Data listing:
>> start
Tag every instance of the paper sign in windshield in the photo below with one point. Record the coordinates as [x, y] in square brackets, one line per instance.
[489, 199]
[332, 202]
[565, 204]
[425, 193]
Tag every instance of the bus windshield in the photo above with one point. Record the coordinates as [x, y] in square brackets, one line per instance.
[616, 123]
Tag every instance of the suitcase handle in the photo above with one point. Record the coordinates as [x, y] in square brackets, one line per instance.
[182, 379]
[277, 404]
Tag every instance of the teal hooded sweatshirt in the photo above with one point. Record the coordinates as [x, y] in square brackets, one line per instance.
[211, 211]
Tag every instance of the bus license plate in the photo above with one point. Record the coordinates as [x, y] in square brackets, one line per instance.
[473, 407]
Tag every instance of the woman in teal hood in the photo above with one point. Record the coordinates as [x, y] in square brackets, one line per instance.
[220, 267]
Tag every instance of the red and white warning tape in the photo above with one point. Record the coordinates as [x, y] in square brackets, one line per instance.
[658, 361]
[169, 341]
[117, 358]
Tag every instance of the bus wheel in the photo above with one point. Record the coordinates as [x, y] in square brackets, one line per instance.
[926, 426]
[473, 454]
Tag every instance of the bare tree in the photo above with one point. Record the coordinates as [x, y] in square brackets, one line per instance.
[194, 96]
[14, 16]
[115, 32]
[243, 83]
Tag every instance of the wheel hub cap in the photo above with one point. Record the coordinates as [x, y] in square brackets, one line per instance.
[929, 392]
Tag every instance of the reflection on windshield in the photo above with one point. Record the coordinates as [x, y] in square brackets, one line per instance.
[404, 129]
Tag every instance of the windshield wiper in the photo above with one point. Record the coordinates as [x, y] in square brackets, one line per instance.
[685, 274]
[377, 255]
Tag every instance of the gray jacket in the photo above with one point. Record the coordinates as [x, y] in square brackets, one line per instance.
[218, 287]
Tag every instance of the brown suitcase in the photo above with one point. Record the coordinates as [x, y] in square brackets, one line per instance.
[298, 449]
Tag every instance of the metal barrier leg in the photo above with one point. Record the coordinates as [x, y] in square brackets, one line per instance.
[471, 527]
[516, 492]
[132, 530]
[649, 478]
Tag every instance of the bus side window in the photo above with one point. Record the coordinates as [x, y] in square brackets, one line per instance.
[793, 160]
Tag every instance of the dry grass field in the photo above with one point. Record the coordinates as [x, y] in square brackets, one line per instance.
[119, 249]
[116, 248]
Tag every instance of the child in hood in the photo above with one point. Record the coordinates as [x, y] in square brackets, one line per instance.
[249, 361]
>> end
> **GIVEN EXERCISE**
Reproduce the rows starting with the line containing "Tag every instance of the windshield" and continuing through the end of the rows, keeping each request unchanged. Rescale every coordinate in the answers by multiplying it by 1.95 and rounding to the nearest whole number, with halves rounded up.

> **WRITTEN ANSWER**
Tag every instance of the windshield wiper in the photo above with one point. Record the coordinates as [x, y] in square brackets, one line per instance.
[1336, 534]
[735, 497]
Tag every instance of the gray jacket in the photo above with one point. Record the coordinates as [x, y] in square brackets, one line per instance.
[425, 560]
Tag every instance of the brown suitcase in the photo above with one point. Record the coordinates as [x, y] in square brackets, one line per instance.
[581, 876]
Tag every instance of the metal barrier leg in the photo above with one point. Record the coordinates as [x, y] in square brackets, one line per instance.
[918, 1028]
[1006, 959]
[257, 1034]
[1266, 932]
Tag every instance of the bus side window in the photo above with one point. Record the coordinates as [x, y] in square brackets, one line per instance.
[1546, 312]
Tag every instance of the dry grass field in the photo above with one point. Record the coordinates as [x, y] in square brackets, one line per instance.
[232, 486]
[226, 484]
Tag every instance of the child in hood in the photo above with one point. Record the coordinates as [x, y] in square brackets, one line per instance.
[486, 704]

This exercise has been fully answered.